* _DOCUMENT EXCERPT_:
I'd like to update the docs with the examples of the new syntax usage. This is my first contribution to the Python docs, so I'd like to ask for some assistance.

I'm going to start with adding an example to the tutorial (https://docs.python.org/3.5/tutorial/introduction.html#lists). I wanted to demonstrate the new syntax with string too (https://docs.python.org/3.5/tutorial/introduction.html#strings), but it turned out to produce somewhat unexpected results:

>>> s = 'And now'
>>> first, *rest = s
>>> # I expected it to be synonymous
>>> # to ``first, rest = s[0], s[1:]``
>>> # ``first`` is expected to be 'A',
>>> # ``rest`` is expected to be 'nd now'.

* _JOB 1_:
Answer these questions about the Python docs excerpt:
(a) Which section of the tutorial will the first new example go into?
(b) What string is assigned to s?
(c) What value is rest expected to be?
The rows that follow are unrelated to the Python docs excerpt.

* _DATA SHOWN_:
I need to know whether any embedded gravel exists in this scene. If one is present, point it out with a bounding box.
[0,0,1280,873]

--

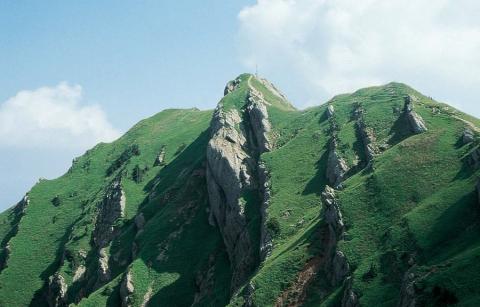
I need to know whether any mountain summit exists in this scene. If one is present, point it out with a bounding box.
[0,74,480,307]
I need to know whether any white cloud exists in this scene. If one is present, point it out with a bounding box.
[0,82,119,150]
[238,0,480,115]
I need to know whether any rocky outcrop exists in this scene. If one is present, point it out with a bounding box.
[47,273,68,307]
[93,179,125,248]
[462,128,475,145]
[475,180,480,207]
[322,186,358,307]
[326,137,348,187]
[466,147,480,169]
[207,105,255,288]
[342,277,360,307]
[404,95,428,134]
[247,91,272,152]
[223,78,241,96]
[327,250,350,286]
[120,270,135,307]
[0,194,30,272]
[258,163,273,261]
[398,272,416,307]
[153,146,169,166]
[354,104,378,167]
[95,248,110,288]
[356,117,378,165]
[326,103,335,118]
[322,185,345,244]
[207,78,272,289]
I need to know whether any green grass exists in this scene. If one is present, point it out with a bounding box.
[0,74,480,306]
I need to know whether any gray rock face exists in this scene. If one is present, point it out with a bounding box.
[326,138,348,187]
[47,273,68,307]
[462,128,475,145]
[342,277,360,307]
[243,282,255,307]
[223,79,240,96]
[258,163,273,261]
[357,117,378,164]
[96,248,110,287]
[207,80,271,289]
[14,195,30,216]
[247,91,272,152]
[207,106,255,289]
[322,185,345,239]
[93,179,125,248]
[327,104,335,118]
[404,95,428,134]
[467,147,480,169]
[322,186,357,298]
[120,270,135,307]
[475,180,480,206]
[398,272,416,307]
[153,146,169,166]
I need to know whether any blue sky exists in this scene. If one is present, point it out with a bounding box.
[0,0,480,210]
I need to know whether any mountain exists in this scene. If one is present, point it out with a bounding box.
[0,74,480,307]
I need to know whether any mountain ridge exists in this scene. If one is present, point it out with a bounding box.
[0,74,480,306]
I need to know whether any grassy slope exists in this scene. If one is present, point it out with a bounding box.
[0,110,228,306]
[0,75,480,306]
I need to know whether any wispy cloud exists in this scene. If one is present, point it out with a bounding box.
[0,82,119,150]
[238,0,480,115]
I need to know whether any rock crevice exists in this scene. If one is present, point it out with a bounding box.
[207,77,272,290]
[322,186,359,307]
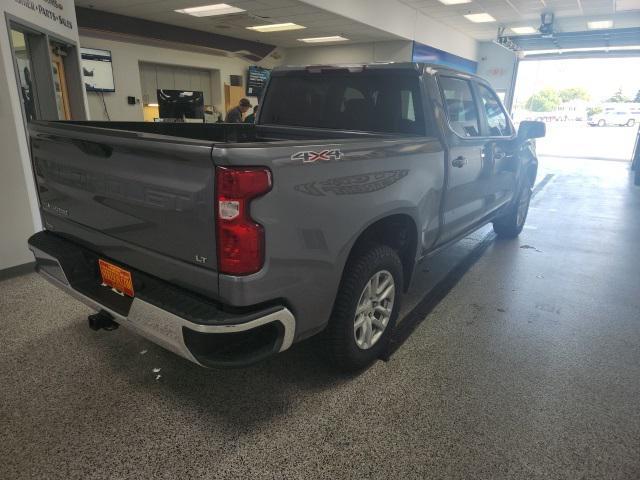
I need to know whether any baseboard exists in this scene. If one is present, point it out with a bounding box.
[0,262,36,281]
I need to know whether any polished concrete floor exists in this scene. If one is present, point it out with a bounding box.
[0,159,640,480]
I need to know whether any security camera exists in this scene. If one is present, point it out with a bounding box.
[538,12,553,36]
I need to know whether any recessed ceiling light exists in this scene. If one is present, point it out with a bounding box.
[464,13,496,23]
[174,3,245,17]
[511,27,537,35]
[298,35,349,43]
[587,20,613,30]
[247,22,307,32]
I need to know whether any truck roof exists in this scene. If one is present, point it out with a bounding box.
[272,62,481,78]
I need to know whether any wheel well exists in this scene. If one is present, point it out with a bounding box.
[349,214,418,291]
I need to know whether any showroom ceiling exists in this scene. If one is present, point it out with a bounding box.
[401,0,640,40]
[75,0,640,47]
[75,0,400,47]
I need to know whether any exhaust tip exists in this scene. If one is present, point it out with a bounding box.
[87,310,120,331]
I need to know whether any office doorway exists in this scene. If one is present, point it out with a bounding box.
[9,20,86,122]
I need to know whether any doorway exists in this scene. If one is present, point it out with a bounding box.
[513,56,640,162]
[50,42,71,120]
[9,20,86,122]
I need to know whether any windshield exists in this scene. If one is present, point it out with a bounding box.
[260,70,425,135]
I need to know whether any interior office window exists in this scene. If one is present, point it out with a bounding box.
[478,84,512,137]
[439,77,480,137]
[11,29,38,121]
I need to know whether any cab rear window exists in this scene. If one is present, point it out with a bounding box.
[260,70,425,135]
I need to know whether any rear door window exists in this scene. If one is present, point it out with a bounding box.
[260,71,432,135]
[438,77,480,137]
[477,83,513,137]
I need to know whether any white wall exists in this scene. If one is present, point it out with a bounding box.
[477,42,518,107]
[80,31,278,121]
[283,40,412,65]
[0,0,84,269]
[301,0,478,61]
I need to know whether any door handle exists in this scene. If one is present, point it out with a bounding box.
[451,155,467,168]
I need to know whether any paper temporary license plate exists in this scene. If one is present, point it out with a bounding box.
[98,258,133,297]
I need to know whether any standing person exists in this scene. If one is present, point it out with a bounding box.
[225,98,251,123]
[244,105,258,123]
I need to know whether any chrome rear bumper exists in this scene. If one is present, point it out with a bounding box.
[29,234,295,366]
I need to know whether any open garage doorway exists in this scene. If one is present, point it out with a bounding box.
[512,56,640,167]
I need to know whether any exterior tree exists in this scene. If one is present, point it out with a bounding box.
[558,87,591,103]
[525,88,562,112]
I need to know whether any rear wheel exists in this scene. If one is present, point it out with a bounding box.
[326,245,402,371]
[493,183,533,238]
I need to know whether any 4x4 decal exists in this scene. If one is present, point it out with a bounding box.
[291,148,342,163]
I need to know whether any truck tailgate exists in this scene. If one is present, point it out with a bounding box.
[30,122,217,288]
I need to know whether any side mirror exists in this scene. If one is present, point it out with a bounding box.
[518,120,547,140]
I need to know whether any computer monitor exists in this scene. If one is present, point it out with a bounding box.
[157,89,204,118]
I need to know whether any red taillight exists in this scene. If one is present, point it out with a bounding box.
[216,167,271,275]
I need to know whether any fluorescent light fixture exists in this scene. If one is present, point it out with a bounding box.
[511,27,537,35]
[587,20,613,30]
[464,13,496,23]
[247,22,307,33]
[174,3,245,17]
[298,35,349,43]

* _JOB 2_: Duplicate, without any changes, the stretch of rows from the line that contains "I need to know whether any polished" through the line that contains "[272,62,481,78]".

* _ANSWER 1_:
(a) The section on lists.
(b) 'And now'
(c) 'nd now'

* _ANSWER 2_:
I need to know whether any polished concrete floor exists in this scene. If one is present, point it out with a bounding box.
[0,159,640,480]
I need to know whether any security camera exists in this scene. If one is present, point it out with a bounding box.
[538,12,553,36]
I need to know whether any recessed ceiling light exists in this scene. If one is present, point it out with a bounding box.
[464,13,496,23]
[174,3,245,17]
[511,27,537,35]
[298,35,349,43]
[587,20,613,30]
[247,22,307,32]
I need to know whether any truck roof exists in this scene. If one is present, point it out with a bounding box.
[272,62,481,78]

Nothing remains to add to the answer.